** START OF Excerpted data **

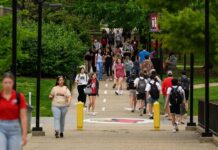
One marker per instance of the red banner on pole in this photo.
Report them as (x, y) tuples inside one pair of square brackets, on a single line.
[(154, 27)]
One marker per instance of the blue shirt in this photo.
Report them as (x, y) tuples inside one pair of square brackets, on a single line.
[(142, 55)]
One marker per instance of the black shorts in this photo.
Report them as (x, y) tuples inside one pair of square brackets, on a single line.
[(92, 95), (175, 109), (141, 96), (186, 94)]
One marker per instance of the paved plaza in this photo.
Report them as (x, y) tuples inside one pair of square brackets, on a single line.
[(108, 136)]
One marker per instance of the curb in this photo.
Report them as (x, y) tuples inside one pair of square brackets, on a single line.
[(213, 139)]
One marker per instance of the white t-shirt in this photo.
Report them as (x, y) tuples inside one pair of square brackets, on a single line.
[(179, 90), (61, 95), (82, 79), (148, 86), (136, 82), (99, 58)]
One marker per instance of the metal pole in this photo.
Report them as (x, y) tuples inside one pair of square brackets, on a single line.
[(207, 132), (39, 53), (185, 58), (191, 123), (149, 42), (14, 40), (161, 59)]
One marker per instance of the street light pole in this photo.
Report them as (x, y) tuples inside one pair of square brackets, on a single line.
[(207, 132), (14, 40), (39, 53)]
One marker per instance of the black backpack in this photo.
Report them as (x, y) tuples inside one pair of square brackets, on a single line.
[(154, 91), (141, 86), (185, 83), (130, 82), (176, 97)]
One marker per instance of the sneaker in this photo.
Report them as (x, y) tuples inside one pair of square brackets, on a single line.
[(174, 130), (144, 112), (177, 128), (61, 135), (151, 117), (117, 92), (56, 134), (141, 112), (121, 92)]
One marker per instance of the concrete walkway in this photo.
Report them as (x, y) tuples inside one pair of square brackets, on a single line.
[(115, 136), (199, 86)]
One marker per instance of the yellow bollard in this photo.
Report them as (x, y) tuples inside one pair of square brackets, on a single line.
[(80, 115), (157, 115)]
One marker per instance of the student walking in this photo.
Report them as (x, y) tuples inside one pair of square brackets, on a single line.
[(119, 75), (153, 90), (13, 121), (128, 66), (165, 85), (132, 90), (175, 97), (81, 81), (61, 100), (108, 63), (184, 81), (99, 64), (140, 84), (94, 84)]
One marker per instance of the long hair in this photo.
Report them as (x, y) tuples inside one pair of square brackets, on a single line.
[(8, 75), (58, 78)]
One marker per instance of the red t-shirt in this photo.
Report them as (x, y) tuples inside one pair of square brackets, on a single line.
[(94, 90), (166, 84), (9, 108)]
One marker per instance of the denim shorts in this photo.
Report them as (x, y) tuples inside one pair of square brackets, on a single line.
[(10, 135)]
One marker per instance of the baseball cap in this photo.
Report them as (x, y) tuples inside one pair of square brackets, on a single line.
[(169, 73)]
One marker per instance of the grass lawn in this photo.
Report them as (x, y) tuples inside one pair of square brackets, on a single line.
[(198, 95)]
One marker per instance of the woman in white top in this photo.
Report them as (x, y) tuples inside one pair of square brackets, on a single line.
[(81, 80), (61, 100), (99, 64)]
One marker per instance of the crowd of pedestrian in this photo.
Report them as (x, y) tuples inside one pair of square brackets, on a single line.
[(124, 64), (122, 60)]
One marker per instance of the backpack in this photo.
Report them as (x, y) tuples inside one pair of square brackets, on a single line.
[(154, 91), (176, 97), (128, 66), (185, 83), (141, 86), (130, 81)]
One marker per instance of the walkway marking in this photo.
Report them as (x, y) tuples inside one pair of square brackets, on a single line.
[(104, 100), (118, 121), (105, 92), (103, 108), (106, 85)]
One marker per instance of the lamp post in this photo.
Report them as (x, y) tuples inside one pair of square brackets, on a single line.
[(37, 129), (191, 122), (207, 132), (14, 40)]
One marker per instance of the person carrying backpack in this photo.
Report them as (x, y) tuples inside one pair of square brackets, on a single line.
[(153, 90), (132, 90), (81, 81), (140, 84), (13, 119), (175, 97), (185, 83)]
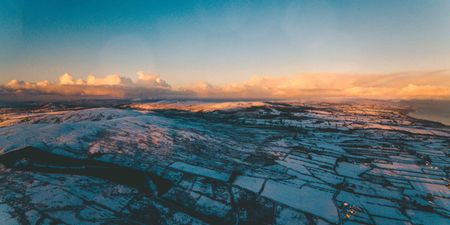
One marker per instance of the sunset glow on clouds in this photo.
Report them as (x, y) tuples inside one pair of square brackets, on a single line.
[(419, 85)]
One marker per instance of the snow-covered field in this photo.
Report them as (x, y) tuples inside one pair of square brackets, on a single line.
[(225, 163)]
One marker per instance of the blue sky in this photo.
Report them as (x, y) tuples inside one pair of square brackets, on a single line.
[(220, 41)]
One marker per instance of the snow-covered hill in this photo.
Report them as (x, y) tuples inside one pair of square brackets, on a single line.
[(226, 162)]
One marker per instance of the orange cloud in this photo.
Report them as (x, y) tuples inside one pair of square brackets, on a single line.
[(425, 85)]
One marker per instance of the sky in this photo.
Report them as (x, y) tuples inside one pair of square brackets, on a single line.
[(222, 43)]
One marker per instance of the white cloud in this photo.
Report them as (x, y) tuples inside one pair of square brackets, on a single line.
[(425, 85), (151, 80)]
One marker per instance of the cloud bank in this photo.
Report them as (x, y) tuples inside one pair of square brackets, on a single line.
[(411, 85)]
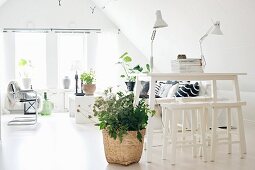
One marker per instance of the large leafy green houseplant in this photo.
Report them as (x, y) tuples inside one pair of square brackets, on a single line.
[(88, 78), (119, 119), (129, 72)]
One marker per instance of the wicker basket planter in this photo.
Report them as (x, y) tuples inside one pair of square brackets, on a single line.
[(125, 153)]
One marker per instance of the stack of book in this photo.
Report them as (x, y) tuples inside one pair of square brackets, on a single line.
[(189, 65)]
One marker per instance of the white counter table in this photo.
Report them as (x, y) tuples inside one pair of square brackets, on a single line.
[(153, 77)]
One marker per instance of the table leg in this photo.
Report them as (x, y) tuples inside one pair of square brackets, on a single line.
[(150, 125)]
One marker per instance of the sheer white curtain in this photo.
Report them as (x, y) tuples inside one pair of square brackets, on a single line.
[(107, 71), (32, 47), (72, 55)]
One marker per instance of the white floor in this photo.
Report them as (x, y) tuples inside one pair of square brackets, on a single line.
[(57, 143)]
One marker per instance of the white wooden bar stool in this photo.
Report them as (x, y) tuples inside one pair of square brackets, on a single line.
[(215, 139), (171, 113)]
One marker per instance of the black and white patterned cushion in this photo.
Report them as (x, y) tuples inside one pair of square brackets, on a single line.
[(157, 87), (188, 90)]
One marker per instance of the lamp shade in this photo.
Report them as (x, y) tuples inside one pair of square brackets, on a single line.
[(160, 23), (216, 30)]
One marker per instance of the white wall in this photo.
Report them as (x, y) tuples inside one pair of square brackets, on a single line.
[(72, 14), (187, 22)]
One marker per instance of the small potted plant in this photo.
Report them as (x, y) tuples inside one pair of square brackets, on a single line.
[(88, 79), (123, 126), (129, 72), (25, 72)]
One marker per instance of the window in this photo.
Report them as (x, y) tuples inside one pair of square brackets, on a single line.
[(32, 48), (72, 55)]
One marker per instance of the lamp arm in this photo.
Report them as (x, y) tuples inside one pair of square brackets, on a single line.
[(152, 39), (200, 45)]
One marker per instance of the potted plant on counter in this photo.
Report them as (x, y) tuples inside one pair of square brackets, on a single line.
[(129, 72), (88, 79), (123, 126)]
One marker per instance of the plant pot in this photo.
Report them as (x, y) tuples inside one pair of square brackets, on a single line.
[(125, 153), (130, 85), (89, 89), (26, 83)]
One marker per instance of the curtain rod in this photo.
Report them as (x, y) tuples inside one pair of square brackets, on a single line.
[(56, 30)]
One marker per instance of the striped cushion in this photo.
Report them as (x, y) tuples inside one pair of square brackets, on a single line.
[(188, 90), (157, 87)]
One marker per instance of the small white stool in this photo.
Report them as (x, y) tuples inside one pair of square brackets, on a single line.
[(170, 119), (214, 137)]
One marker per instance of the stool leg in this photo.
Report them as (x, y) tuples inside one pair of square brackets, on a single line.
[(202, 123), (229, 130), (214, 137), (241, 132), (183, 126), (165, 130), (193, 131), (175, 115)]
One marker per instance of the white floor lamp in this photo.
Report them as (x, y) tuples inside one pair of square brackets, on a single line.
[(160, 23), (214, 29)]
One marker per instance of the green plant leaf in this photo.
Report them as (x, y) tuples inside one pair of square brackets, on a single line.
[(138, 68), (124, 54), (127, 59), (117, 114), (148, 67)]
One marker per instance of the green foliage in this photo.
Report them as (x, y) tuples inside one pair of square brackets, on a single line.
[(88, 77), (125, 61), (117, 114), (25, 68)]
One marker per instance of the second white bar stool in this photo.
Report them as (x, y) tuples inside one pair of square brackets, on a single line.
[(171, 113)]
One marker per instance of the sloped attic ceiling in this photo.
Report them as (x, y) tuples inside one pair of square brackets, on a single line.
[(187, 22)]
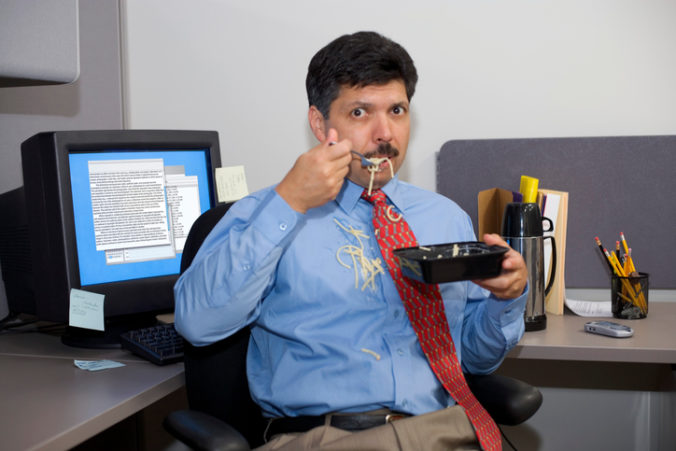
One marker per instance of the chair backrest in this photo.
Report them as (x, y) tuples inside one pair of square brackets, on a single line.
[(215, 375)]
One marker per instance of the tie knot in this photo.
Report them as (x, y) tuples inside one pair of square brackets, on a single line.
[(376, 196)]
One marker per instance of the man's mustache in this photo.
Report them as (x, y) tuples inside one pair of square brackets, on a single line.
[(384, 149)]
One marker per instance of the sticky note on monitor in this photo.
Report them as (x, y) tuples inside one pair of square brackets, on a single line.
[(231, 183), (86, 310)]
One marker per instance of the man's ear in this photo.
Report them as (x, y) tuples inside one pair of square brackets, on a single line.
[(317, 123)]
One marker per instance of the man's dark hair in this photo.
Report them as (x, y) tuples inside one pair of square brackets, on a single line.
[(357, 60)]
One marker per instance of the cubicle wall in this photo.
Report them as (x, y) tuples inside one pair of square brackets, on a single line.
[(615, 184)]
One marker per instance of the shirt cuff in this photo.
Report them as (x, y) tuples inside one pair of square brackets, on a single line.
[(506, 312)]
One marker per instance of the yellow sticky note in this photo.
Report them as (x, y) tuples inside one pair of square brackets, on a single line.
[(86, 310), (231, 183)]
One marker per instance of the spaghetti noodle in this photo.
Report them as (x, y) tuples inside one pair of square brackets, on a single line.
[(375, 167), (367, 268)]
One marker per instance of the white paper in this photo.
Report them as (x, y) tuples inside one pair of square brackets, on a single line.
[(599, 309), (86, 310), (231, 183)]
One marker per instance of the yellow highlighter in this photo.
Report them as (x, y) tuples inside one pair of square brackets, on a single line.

** END OF Excerpted data **

» Task prompt: Retype the data above word for word, from its very start through the line containing "[(142, 55)]", including that line. Leave the picture out of your answer.

» Solution to the exercise:
One marker per instance of the red banner on pole in this photo.
Report them as (x, y) tuples inside one pair of square brackets, on a single line.
[(154, 27)]
One marker per instance of the blue shirt in this photo.
Report them as (x, y) tuples inside one pair of square brackets, on a single line.
[(142, 55)]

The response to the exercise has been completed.